= Requirement 1 =
What do some groups consistently demand, according to the forum comment?

>> BEGIN Page extract

The perceived stagnation is likely a side-effect of scaling the operation to
fit with increased demand and the growth and expectations of their private &
enterprise (paying) customers, who have become notably more high profile as
the years roll on. With it comes the difficulty and expense of providing a
dependent, secure infrastructure and a more refined and audited code base to
fit the needs.

It's a diverse community here and while some groups consistently demand
feature freeze (hating on 'bloat', 'features coming from marketing', focus on
'core product'), others are only convinced that a products relevancy is based
only on cutting edge features ('we need feature a, because b', 'product c is
irrelevant because product d offers a'). To offer refinement that appeals to
both camps is a delicate tightrope.

Meanwhile you have market speculation that would use in part a forum like this
as a sounding board for some kind of consumer sentiment index.

The complaints with GitHub seem fairly incidental, people airing their
grievances on the incumbent because the cost of moving is considered either a
hassle or a big-deal. But moving is an option, and the perceived stagnation is
building a better competition (that they fulfill the promise without other
expenses is always the gamble). GitHub isn't without problems, and it does
seem like some obvious community complaints that have stagnated, but once
released it'll probably just be a case of 'finally, thanks, no love lost'.

>> END Page extract

= Requirement 2 =
Render the lines of the listing below, from the line with "Task: locate the canal" up to and including the line with "[(106, 290), (109, 327), (153, 320), (151, 286)]", as a numbered list with blank lines left out.

>> BEGIN Recorded information

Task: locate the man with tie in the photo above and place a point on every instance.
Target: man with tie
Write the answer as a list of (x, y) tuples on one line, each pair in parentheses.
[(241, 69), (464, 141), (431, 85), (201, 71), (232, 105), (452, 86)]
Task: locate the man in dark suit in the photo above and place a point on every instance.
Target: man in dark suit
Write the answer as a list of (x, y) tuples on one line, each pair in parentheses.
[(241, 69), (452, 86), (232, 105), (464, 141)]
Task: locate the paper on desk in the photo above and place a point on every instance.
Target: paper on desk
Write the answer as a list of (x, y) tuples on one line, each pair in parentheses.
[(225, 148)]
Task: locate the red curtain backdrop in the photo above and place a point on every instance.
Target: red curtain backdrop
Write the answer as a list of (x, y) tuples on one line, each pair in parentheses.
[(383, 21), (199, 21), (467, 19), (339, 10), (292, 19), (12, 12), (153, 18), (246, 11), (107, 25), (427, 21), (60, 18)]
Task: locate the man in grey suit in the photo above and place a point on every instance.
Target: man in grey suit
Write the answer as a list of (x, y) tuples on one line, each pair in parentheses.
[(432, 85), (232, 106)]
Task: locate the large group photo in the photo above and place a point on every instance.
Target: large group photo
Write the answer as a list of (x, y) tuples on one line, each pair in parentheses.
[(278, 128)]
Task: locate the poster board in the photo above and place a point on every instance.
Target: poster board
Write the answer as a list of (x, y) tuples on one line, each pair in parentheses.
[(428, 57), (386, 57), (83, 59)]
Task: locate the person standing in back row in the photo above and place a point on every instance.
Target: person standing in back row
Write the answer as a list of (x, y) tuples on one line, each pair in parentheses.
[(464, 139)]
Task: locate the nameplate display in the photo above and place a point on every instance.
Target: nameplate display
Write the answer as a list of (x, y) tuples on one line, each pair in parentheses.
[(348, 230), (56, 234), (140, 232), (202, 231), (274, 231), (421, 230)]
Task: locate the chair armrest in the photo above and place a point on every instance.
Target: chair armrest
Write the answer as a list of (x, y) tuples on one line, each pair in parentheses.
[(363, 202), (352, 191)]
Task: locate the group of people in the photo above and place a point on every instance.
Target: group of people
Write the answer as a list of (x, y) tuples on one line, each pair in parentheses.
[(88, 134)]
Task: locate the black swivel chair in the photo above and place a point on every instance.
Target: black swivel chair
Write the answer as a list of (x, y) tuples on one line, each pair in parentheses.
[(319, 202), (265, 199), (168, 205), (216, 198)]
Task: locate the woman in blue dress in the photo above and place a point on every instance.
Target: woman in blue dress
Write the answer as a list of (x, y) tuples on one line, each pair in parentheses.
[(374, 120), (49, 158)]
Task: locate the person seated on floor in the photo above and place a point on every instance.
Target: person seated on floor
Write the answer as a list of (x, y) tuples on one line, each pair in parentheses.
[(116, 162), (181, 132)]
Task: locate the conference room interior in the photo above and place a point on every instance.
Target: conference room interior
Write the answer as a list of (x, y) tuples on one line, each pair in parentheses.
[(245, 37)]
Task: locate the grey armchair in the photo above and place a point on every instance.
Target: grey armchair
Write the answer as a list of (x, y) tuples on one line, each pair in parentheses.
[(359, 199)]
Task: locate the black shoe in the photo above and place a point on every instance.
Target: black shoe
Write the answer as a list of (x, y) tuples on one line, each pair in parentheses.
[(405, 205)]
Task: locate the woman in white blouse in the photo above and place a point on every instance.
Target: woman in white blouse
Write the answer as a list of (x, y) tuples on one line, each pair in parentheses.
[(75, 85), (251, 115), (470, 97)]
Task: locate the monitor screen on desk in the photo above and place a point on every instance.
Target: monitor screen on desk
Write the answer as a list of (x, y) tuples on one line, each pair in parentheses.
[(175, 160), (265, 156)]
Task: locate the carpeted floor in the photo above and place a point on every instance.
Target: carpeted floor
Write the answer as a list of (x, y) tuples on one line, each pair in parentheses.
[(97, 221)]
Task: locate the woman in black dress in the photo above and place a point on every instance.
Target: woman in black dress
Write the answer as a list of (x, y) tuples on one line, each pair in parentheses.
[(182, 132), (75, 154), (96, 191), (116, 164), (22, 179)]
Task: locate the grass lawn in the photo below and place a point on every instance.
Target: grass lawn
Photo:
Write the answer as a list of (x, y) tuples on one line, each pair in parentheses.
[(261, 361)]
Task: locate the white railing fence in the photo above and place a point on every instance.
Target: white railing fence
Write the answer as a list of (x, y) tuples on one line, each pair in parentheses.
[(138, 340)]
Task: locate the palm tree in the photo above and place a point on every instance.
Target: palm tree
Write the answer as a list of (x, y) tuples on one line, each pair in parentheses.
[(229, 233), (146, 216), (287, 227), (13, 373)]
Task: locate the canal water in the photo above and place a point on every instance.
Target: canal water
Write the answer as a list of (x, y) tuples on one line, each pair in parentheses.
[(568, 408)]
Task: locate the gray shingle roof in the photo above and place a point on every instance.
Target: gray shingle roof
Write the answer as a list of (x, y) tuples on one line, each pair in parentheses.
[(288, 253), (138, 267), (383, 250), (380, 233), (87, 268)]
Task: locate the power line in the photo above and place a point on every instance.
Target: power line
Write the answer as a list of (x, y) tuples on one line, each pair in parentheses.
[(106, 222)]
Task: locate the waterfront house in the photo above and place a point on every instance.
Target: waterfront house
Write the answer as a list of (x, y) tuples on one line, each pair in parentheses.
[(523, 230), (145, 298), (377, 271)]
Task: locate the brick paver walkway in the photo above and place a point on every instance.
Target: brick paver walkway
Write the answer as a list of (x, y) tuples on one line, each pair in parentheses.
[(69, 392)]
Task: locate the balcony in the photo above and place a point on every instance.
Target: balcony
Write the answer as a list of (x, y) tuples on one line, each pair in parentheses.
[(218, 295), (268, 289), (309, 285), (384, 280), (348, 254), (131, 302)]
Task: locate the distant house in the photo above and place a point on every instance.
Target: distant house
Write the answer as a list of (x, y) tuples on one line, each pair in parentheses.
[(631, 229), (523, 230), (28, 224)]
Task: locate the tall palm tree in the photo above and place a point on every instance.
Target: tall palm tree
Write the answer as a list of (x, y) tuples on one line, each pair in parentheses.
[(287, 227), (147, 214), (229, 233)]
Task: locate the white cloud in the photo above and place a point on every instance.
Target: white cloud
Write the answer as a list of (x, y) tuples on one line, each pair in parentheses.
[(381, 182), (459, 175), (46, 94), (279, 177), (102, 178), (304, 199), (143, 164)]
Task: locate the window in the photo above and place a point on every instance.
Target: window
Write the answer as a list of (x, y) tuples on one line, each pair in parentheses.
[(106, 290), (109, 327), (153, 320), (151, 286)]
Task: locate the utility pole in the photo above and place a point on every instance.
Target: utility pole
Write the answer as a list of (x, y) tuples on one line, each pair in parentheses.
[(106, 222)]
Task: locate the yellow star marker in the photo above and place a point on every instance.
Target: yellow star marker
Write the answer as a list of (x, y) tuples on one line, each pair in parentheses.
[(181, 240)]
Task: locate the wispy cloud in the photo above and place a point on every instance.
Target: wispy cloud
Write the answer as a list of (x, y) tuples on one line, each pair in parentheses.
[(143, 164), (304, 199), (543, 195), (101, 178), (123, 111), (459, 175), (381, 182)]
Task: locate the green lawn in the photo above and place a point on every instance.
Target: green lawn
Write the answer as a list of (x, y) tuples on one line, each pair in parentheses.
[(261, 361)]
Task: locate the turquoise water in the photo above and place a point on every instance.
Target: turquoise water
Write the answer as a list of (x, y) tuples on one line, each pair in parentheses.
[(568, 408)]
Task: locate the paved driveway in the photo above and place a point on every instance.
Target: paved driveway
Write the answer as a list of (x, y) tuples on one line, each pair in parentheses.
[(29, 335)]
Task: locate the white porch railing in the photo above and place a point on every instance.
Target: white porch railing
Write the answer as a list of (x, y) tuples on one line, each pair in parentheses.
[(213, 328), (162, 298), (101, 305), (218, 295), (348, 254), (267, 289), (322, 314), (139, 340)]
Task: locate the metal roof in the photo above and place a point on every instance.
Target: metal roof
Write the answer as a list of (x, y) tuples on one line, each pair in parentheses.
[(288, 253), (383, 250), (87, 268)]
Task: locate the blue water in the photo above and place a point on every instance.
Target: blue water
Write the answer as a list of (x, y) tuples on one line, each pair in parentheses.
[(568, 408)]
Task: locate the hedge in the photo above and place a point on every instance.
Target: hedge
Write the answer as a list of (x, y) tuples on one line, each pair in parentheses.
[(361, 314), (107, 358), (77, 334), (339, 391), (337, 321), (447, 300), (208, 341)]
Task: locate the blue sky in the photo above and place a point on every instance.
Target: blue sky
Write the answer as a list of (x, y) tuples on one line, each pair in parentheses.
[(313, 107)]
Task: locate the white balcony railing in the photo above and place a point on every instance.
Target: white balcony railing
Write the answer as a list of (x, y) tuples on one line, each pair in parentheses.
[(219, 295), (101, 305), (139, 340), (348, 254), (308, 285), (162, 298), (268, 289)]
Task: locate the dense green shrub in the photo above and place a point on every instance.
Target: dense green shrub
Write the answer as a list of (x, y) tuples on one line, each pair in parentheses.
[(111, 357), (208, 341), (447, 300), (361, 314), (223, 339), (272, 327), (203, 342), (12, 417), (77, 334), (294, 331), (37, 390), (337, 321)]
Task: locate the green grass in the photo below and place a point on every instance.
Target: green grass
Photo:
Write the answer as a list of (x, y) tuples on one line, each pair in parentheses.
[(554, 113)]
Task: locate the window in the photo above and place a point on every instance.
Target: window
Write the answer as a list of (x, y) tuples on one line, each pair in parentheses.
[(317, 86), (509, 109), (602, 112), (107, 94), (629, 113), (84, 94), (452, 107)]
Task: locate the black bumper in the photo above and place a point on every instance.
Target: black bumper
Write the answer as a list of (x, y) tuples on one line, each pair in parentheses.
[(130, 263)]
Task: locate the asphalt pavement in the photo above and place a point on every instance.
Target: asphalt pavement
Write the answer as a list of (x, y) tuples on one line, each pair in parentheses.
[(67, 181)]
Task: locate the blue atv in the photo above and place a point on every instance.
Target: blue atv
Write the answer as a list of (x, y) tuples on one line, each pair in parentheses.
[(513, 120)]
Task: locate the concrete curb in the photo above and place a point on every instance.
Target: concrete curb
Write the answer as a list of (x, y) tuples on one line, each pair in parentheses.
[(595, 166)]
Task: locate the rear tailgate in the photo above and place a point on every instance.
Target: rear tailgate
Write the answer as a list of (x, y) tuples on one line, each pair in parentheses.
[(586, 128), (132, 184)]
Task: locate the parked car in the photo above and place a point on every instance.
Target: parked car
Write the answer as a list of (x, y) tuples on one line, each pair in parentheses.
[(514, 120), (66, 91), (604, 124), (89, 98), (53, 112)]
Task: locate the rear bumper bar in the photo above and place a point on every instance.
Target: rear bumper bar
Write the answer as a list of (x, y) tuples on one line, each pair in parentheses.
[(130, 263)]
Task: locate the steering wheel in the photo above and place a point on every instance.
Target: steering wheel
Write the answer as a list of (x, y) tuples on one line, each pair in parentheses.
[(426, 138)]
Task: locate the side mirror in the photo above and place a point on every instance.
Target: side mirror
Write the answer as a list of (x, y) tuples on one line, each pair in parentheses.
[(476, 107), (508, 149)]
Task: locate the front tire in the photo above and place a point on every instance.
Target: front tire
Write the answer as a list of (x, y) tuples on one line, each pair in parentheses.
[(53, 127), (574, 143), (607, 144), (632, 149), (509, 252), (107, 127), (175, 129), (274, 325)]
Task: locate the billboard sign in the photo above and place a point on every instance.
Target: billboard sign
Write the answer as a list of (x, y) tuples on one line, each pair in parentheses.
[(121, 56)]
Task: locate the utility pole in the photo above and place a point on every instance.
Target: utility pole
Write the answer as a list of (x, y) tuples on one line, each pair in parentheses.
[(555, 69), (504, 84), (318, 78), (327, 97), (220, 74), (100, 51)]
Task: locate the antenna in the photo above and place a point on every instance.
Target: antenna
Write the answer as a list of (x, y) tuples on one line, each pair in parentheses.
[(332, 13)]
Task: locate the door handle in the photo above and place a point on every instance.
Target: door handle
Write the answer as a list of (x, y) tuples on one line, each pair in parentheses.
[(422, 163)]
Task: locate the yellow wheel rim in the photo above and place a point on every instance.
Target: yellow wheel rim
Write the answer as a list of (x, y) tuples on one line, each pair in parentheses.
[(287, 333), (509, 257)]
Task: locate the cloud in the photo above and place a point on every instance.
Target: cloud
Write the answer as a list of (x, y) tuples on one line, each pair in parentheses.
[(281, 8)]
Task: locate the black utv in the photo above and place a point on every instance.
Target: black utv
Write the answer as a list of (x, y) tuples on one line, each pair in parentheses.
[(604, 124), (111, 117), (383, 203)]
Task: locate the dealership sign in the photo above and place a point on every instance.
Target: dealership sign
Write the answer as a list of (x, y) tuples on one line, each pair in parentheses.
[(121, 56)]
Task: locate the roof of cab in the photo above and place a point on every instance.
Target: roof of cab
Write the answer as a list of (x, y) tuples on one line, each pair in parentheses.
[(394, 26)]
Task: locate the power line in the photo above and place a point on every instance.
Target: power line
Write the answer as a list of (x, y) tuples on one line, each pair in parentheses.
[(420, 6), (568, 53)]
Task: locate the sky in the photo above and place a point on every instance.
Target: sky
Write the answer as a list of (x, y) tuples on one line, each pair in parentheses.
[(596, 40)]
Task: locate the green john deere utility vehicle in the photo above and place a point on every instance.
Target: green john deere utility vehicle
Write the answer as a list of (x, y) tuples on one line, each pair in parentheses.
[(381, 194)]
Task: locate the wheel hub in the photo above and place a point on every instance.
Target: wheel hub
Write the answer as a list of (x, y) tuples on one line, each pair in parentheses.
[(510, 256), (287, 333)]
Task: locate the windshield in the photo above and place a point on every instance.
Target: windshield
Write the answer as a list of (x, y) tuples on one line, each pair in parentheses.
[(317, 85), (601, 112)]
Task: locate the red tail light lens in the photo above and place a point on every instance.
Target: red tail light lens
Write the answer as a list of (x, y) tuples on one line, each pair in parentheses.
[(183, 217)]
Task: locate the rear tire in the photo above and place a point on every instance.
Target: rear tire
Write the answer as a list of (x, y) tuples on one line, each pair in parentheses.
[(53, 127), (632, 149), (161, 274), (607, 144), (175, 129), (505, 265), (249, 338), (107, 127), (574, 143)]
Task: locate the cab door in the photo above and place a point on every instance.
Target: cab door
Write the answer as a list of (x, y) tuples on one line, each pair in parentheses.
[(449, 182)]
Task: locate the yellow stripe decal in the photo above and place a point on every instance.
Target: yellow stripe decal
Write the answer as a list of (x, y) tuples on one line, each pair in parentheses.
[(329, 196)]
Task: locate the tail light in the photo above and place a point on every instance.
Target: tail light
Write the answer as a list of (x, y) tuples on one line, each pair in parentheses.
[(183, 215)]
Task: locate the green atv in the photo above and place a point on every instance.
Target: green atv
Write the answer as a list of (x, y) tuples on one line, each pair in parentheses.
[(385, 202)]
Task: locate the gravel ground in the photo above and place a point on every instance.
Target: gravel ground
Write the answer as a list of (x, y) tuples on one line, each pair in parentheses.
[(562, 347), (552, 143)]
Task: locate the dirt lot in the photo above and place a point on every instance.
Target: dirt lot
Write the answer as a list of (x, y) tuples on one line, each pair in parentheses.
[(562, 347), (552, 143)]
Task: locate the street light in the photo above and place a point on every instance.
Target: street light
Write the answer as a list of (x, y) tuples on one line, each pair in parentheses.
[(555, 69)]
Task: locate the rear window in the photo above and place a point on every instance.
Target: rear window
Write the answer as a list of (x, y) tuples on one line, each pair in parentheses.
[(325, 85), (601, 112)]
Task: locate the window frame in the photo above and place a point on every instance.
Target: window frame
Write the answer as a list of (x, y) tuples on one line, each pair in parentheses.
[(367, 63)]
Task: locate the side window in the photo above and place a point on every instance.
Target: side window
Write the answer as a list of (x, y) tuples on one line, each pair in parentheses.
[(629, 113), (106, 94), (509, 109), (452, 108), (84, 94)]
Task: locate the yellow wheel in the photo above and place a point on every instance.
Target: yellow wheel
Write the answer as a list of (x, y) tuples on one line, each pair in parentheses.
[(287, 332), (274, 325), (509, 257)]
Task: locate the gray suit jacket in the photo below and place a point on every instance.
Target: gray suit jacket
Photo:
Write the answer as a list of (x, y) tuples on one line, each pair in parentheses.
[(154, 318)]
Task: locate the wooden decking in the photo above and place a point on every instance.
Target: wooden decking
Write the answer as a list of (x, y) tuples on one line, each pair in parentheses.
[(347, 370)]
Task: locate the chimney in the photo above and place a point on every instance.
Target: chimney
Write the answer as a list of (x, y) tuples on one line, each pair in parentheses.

>> END Recorded information

= Written response 1 =
Feature freeze.

= Written response 2 =
1. Task: locate the canal water in the photo above and place a point on every instance.
2. Target: canal water
3. Write the answer as a list of (x, y) tuples on one line, each pair in parentheses.
4. [(568, 408)]
5. Task: locate the gray shingle roof in the photo above and place a point on every instance.
6. Target: gray shingle roof
7. Write the answer as a list of (x, y) tuples on one line, each pair in parentheses.
8. [(288, 253), (138, 267), (383, 250), (380, 233), (87, 268)]
9. Task: locate the power line in the photo above and place a point on every instance.
10. Target: power line
11. Write the answer as a list of (x, y) tuples on one line, each pair in parentheses.
12. [(106, 222)]
13. Task: locate the waterfront house in the photo above and place a point on every instance.
14. Target: waterfront house
15. Write the answer as a list of (x, y) tuples on one line, each pair in parentheses.
16. [(523, 230), (145, 298), (377, 271)]
17. Task: locate the brick paver walkway in the photo above and place a point on every instance.
18. Target: brick paver walkway
19. Write the answer as a list of (x, y) tuples on one line, each pair in parentheses.
20. [(69, 392)]
21. Task: locate the balcony in the photo above and place a point on every instance.
22. Target: balcony
23. Write the answer as a list of (x, y) tuples on one line, each pair in parentheses.
24. [(218, 295), (268, 289), (309, 285), (384, 280), (348, 254), (131, 302)]
25. Task: locate the distant house in the photo above and place a point on every instance.
26. Target: distant house
27. Write the answer as a list of (x, y) tuples on one line, each pair in parentheses.
28. [(631, 229), (523, 230), (28, 224)]
29. Task: locate the tall palm tree in the photo above and place a point on every instance.
30. Target: tall palm tree
31. Write the answer as a list of (x, y) tuples on one line, each pair in parentheses.
32. [(287, 227), (147, 214), (229, 233)]
33. Task: locate the white cloud in the photo above and place a point on every instance.
34. Target: white cloud
35. Write the answer as a list of (x, y) tuples on one line, each pair in parentheses.
36. [(381, 182), (459, 175), (46, 94), (279, 177), (102, 178), (304, 199), (143, 164)]
37. Task: locate the window in the photo above and place a point on every instance.
38. Target: window
39. Write the answer as a list of (x, y) tuples on one line, each pair in parentheses.
40. [(106, 290), (109, 327), (153, 320), (151, 286)]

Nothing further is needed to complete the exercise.